**課題一覧:**
1) 次の記述(a)〜(c)が提示文の内容と一致するかどうかを、それぞれ「はい」か「いいえ」で答え、判断の決め手となる提示文の語句を正確に引用してください。(a) 挿入部材は一体的な構成部として構成されている。(b) 環状の冷却通路はピストンクラウンの高さ位置に配置されている。(c) 本発明は外燃機関のピストンのための挿入部材に関する。
2) 提示文のうち、「内燃機関のピストンのための挿入部材、並び」から「ド(21,121)に関する。」までの部分を、両端を含めてそのまま書き写してください。

**提示文:**
====

説明

内燃機関のピストンのための挿入部材、並びに該挿入部を備えたピストン又はピストンヘッド

本発明は、内燃機関のピストンのための挿入部材(10,110)であって、ピストンがピストンヘッド(21,121)を有しており、該ピストンヘッドが、燃焼室(23)を有するピストンクラウン(22)と、環状のトップランド(24)と、環状のピストンリング部と、該ピストンリング部の高さ位置に配置された、環状の冷却通路(12)とを備えている形式のものに関する。本発明によれば、挿入部材(10,110)が、環状の冷却通路(12)とリングキャリア領域(11)と、燃焼室縁部補強のための凹部領域(13,113)とを有する一体的な構成部として構成されている。本発明はさらに、このような形式の挿入部材(10,110)を備えたピストン又はピストンヘッド(21,121)に関する。

【発明の詳細な説明】
【技術分野】
【0001】
本発明は、内燃機関のピストンのための挿入部材であって、ピストンがピストンヘッドを有しており、該ピストンヘッドが、燃焼室を有するピストンクラウンと、環状のトップランドと、環状のピストンリング部と、該ピストンリング部の高さ位置に配置された、環状の冷却通路とを備えている形式のものに関する。本発明はまた、このような形式の、内燃機関のためのピストン又はピストンヘッドに関する。

====

**データセットの行:**
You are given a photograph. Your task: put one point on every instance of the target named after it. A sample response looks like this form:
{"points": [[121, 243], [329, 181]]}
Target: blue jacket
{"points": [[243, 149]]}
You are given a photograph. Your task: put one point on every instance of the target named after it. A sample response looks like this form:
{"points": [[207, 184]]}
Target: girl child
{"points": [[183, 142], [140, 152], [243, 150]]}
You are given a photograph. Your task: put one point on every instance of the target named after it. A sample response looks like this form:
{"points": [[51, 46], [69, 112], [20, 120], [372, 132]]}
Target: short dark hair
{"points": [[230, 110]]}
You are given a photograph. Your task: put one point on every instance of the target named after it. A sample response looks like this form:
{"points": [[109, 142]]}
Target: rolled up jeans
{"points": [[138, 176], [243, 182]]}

====

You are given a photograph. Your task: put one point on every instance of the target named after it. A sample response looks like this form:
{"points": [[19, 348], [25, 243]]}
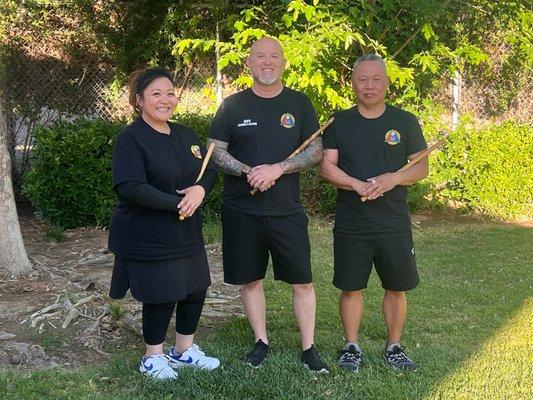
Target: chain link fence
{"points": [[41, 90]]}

====

**解答一覧:**
1)
(a) はい。「一体的な構成部として構成されている」
(b) いいえ。「該ピストンリング部の高さ位置に配置された、環状の冷却通路」
(c) いいえ。「内燃機関のピストンのための挿入部材」

2)
内燃機関のピストンのための挿入部材、並びに該挿入部を備えたピストン又はピストンヘッド

本発明は、内燃機関のピストンのための挿入部材(10,110)であって、ピストンがピストンヘッド(21,121)を有しており、該ピストンヘッドが、燃焼室(23)を有するピストンクラウン(22)と、環状のトップランド(24)と、環状のピストンリング部と、該ピストンリング部の高さ位置に配置された、環状の冷却通路(12)とを備えている形式のものに関する。本発明によれば、挿入部材(10,110)が、環状の冷却通路(12)とリングキャリア領域(11)と、燃焼室縁部補強のための凹部領域(13,113)とを有する一体的な構成部として構成されている。本発明はさらに、このような形式の挿入部材(10,110)を備えたピストン又はピストンヘッド(21,121)に関する。